Records from a data source:
======
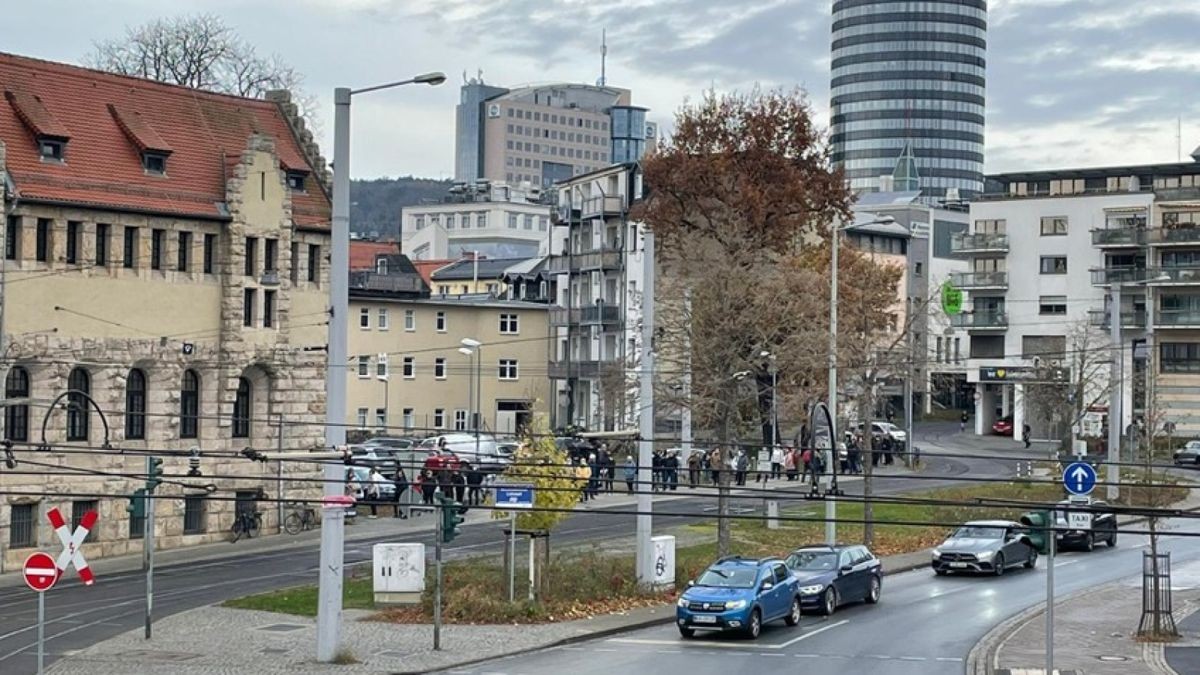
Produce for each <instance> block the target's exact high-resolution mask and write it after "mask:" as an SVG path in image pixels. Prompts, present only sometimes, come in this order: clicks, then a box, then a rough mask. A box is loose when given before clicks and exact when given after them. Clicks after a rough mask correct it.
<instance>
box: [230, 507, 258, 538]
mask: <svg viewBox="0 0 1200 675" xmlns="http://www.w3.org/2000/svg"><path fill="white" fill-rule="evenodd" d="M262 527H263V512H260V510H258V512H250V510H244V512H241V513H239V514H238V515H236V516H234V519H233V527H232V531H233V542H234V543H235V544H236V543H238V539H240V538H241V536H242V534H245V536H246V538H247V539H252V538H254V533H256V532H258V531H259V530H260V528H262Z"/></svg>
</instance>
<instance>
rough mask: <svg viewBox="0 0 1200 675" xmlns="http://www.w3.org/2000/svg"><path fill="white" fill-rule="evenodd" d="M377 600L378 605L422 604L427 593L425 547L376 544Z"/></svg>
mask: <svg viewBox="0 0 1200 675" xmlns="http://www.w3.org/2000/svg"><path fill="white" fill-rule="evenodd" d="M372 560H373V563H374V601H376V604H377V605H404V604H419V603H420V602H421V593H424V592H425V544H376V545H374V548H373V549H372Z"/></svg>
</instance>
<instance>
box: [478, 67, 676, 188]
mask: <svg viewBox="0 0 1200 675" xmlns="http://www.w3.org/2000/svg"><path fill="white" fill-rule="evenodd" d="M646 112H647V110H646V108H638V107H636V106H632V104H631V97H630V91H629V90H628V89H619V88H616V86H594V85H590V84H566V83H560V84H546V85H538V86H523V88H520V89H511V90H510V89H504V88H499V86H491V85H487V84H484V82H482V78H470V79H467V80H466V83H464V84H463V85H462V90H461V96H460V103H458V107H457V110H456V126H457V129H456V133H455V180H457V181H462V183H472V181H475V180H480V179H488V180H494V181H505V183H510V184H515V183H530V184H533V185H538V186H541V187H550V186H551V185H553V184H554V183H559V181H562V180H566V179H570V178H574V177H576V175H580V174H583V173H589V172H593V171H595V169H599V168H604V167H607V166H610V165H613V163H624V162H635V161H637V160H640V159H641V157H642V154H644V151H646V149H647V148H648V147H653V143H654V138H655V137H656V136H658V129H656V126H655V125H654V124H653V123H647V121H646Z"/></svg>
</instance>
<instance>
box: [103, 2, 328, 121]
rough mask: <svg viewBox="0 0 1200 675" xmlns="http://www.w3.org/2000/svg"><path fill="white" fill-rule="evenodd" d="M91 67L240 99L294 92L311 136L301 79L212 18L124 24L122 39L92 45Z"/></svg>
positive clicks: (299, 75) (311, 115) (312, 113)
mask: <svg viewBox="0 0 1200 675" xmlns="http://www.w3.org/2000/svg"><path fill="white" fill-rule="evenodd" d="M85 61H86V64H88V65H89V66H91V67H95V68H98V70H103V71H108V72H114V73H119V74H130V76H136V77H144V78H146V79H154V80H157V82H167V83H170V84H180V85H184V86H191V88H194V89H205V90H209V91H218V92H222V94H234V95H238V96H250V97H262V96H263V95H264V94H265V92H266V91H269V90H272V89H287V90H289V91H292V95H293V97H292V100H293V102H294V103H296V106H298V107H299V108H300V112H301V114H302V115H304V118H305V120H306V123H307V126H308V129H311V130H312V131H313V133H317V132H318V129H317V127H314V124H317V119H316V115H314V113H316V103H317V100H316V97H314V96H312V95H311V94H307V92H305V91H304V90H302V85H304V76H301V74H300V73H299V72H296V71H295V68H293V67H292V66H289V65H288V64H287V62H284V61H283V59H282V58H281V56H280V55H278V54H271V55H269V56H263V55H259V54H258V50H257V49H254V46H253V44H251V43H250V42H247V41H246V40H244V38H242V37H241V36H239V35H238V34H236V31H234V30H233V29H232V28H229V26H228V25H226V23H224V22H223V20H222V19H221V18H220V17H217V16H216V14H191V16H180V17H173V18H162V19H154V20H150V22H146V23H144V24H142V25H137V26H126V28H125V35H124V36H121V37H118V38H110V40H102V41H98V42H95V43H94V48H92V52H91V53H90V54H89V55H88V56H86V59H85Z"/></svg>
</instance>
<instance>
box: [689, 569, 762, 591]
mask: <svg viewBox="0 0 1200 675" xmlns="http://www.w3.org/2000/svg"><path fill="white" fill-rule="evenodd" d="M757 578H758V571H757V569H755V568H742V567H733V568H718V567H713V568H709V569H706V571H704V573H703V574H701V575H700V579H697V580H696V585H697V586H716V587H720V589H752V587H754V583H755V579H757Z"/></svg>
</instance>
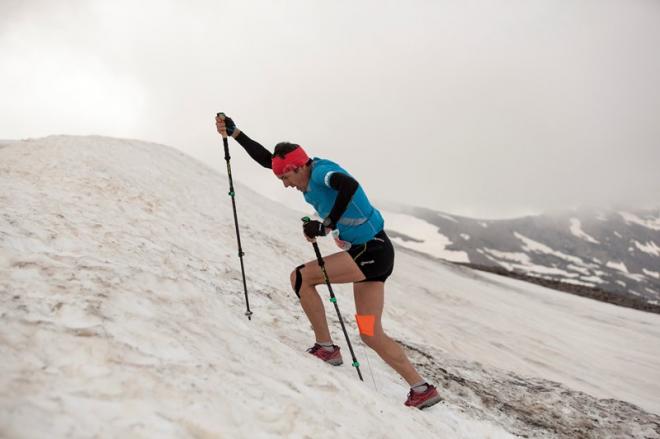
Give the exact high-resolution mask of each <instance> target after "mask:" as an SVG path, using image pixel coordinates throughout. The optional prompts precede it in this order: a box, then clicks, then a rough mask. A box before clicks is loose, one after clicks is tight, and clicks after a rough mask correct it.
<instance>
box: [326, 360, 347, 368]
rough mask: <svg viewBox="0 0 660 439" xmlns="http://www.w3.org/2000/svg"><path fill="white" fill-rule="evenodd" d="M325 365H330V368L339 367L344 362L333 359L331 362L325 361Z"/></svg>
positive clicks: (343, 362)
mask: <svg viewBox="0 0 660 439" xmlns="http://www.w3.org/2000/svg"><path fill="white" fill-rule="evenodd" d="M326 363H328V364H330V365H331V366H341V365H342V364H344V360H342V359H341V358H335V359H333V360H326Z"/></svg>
======
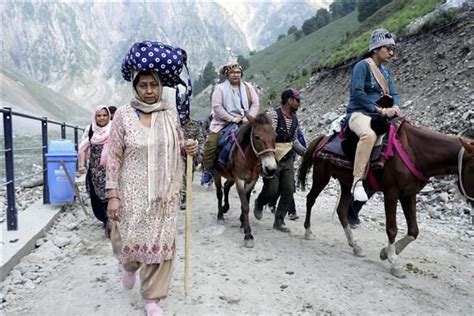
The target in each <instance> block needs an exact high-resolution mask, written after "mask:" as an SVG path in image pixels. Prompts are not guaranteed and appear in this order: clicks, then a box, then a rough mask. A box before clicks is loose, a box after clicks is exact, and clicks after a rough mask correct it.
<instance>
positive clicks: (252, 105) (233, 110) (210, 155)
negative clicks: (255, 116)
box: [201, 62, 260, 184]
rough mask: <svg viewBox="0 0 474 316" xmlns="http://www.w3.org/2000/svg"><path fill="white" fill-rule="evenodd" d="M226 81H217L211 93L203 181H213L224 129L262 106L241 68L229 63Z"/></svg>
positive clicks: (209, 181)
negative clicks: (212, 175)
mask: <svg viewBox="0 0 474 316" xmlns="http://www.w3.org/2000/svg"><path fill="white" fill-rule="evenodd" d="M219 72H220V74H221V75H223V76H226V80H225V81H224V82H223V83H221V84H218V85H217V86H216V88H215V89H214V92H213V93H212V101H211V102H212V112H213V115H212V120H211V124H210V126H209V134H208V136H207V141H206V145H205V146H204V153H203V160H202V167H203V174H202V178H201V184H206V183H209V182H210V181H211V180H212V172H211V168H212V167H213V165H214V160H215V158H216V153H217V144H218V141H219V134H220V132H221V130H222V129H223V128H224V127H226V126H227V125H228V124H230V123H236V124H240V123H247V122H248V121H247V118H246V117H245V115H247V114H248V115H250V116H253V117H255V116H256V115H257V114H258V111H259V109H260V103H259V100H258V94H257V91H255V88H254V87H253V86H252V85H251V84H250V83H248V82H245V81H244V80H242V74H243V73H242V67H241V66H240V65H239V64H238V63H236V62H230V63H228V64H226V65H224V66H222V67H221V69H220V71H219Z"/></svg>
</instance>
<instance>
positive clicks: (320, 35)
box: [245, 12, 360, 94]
======
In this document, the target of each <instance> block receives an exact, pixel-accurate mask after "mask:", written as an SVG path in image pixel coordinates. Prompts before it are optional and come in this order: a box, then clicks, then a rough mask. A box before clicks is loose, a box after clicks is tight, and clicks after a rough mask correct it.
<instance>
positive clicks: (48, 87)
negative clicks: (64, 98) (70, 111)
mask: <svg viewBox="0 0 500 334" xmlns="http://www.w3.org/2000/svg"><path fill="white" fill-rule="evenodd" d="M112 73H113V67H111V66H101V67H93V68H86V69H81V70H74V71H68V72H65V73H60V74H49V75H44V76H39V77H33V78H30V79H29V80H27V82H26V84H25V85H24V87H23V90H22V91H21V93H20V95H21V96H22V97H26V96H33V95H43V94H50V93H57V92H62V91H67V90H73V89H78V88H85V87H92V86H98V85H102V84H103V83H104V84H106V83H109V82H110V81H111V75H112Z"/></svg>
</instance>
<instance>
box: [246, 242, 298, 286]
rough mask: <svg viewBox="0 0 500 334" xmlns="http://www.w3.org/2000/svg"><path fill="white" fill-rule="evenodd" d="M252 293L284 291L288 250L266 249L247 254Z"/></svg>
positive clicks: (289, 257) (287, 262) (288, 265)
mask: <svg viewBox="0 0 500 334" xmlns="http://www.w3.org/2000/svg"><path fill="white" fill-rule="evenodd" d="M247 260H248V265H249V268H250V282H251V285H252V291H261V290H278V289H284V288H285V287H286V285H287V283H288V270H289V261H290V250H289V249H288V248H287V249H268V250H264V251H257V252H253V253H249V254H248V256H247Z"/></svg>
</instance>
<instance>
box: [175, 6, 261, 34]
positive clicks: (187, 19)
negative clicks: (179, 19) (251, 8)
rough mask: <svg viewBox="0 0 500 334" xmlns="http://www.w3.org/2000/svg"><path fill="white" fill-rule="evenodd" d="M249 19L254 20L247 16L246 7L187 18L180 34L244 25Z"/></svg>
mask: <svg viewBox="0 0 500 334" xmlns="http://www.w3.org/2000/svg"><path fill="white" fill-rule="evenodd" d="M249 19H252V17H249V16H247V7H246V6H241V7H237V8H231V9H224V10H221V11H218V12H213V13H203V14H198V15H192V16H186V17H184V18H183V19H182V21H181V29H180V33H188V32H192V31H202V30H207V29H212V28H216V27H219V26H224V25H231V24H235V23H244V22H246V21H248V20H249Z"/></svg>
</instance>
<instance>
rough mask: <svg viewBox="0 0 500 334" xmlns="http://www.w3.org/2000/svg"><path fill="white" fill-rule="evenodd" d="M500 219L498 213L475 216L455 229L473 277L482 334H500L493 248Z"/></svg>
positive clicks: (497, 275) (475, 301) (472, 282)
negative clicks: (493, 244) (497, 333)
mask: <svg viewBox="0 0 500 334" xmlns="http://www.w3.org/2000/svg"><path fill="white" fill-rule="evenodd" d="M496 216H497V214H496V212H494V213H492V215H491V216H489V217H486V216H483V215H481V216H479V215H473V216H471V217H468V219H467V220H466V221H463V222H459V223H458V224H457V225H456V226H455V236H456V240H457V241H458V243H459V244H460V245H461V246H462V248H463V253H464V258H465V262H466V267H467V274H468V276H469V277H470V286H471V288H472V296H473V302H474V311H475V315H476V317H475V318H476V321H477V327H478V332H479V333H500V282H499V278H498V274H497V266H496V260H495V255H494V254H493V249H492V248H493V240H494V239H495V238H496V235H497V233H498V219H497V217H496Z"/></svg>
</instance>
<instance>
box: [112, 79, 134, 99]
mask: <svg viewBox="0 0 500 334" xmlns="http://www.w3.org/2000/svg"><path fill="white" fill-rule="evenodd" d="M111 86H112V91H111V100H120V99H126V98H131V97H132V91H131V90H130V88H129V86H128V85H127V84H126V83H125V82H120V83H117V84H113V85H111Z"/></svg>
======
ABOUT THIS TASK:
Output the items starting with the line containing "In this document, the" and going on through the line containing "negative clicks: (64, 98) (70, 111)", repeating those lines exactly.

WRITTEN SOLUTION:
In this document, the target of each <instance> block receives an exact, pixel-accurate mask after "mask:", written as an SVG path in image pixel coordinates. Prompts before it are optional and come in this order: a box, then clicks, then a rough mask. A box before clicks is loose, a box after clicks is tight, and clicks after a rough mask correct it.
<instance>
positive clicks: (48, 87)
negative clicks: (64, 98) (70, 111)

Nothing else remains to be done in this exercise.